• _Records to process_:

#####

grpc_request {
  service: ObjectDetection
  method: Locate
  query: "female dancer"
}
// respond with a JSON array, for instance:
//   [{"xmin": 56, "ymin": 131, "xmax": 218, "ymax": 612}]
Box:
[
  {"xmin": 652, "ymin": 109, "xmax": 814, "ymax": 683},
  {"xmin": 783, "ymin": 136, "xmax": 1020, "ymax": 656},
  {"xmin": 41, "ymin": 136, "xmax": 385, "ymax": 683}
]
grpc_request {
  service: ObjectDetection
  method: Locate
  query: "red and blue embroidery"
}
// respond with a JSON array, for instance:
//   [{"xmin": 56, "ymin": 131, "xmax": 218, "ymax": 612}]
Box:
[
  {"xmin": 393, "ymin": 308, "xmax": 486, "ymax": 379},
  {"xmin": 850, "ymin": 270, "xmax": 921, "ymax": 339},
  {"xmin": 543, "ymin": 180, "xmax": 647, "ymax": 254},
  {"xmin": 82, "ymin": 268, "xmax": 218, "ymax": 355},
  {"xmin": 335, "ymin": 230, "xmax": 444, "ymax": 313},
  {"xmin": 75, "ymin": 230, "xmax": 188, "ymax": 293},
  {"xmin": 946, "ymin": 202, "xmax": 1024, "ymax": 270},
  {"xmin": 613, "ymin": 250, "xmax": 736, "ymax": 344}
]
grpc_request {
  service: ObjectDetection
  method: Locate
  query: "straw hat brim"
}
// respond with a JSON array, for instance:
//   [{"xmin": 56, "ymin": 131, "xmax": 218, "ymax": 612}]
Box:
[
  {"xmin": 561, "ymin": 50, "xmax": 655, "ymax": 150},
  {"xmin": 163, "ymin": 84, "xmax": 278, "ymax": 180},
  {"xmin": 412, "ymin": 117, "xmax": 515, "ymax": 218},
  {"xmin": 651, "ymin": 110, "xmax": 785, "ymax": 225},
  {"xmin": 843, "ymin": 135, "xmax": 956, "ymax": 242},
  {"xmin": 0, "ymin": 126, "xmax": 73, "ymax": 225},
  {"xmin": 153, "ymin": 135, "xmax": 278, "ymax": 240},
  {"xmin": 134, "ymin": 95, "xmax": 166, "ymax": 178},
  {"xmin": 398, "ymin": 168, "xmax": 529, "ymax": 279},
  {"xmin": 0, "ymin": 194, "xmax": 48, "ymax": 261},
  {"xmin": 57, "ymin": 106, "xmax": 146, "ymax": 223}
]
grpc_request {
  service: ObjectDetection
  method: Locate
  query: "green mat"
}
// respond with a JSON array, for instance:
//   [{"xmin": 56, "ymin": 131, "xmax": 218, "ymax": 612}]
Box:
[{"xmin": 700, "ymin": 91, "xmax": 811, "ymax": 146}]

#####

• _Written instruction_:
Format every line of the rows above as a numbered list, leaving out blank lines.

• _Exercise output_:
1. grpc_request {
2.   service: ObjectDetection
3.   method: Locate
4.   query: "female dancer"
5. }
6. // respond with a JSON array, for instance:
7. //   [{"xmin": 56, "ymin": 131, "xmax": 218, "ymax": 612}]
8. Box:
9. [
10.   {"xmin": 652, "ymin": 109, "xmax": 814, "ymax": 683},
11.   {"xmin": 783, "ymin": 136, "xmax": 1020, "ymax": 656},
12.   {"xmin": 41, "ymin": 136, "xmax": 385, "ymax": 683}
13. ]
14. grpc_request {
15.   service: ObjectDetection
16.   method: Locate
17.   query: "red and blue embroidery"
18. }
19. // respond with a JSON array, for instance:
20. //   [{"xmin": 56, "ymin": 131, "xmax": 218, "ymax": 612}]
21. Box:
22. [
23.   {"xmin": 393, "ymin": 308, "xmax": 486, "ymax": 379},
24.   {"xmin": 850, "ymin": 270, "xmax": 921, "ymax": 339},
25.   {"xmin": 543, "ymin": 180, "xmax": 647, "ymax": 254},
26.   {"xmin": 82, "ymin": 268, "xmax": 218, "ymax": 355},
27.   {"xmin": 335, "ymin": 230, "xmax": 444, "ymax": 313},
28.   {"xmin": 75, "ymin": 230, "xmax": 188, "ymax": 293},
29.   {"xmin": 946, "ymin": 202, "xmax": 1024, "ymax": 270},
30.   {"xmin": 613, "ymin": 250, "xmax": 736, "ymax": 344}
31. ]
32. grpc_request {
33.   service: ObjectDetection
34.   method: Locate
35.   query: "straw hat brim"
36. }
37. // respond with a JSON array, for instance:
38. //   [{"xmin": 56, "ymin": 131, "xmax": 218, "ymax": 612}]
39. Box:
40. [
41.   {"xmin": 561, "ymin": 50, "xmax": 655, "ymax": 150},
42.   {"xmin": 163, "ymin": 84, "xmax": 278, "ymax": 180},
43.   {"xmin": 412, "ymin": 117, "xmax": 515, "ymax": 218},
44.   {"xmin": 651, "ymin": 110, "xmax": 785, "ymax": 225},
45.   {"xmin": 843, "ymin": 135, "xmax": 956, "ymax": 242},
46.   {"xmin": 0, "ymin": 126, "xmax": 73, "ymax": 225},
47.   {"xmin": 153, "ymin": 135, "xmax": 278, "ymax": 240},
48.   {"xmin": 134, "ymin": 95, "xmax": 166, "ymax": 178},
49.   {"xmin": 398, "ymin": 168, "xmax": 529, "ymax": 279},
50.   {"xmin": 0, "ymin": 194, "xmax": 48, "ymax": 261},
51.   {"xmin": 57, "ymin": 106, "xmax": 146, "ymax": 223}
52. ]
53. grpc_request {
54.   service: ObjectDetection
55.   method: Locate
56.   query: "green mat"
57. }
58. // respond with a JSON array, for instance:
59. //   [{"xmin": 56, "ymin": 131, "xmax": 218, "ymax": 612}]
60. Box:
61. [{"xmin": 700, "ymin": 91, "xmax": 811, "ymax": 146}]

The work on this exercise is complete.